**What is asked**
Rewrite all of the material below, changing every "drop a dot on" to "mark a point on" and leaving everything else unchanged.

**Data to process**
──────────────────────────────
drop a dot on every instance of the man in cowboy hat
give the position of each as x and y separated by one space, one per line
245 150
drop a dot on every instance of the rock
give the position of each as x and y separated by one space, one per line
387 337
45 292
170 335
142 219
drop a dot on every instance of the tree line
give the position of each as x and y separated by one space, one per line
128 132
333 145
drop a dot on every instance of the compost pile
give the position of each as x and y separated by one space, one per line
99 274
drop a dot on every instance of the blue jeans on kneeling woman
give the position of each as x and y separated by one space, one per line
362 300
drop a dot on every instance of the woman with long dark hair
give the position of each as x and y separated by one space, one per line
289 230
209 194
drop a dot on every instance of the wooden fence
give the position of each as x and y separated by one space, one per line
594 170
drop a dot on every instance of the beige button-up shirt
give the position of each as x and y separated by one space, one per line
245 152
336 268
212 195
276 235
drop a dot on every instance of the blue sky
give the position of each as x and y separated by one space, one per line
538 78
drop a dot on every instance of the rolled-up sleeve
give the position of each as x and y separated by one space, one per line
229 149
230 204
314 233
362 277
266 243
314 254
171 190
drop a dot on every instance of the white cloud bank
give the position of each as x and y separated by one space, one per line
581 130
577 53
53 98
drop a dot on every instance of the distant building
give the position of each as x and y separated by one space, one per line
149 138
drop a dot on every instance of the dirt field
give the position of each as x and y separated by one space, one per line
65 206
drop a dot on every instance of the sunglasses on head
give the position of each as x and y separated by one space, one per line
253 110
──────────────────────────────
**Response to this exercise**
mark a point on every instance of the man in cowboy hat
give the position of each as x and y separated by one space, one per line
245 150
mark a point on every instance of the rock
give the position of each as x and y separated by one space, one per line
387 337
45 292
170 335
142 219
mark a point on every instance of the tree line
give the position of each as x and y separated by one space, one per line
128 132
333 145
mark a point on every instance of the compost pile
give the position of each as x and y separated by one space, one per line
99 274
mark a point on every instance of the blue jeans on kneeling woman
give the position of each as x and y separated by one space, one per line
362 300
mark a point on every instance of the woman with long dark hair
give the position of each as x and y separated by one space, one per line
289 230
209 194
mark a point on every instance of the wooden fence
give the position of each as x and y separated by one space, one per line
594 170
mark a point on every instance of the beige button-up shirt
give the position of each as x and y separated by one space, one per line
245 152
336 268
212 195
276 235
mark a point on every instance of the blue sky
give the position of each as x and y separated by one space, one per line
538 78
mark a point on every instance of the rolled-up sleeve
give the position of each as x and y separated by one space, one per line
229 149
230 204
314 233
362 277
266 243
314 254
171 190
mark a point on every instance of the white cloud bank
give the position of each as x and y separated by one space, one per line
581 130
577 53
53 98
mark a point on every instance of the distant building
give the position of each as x and y separated by one space, one per line
149 138
mark a point on every instance of the dirt field
give the position of each as x and y separated by one space, one per line
65 206
mark a point on every instance of the sunglasses on head
give the position of each as x and y separated by one space, one per line
253 110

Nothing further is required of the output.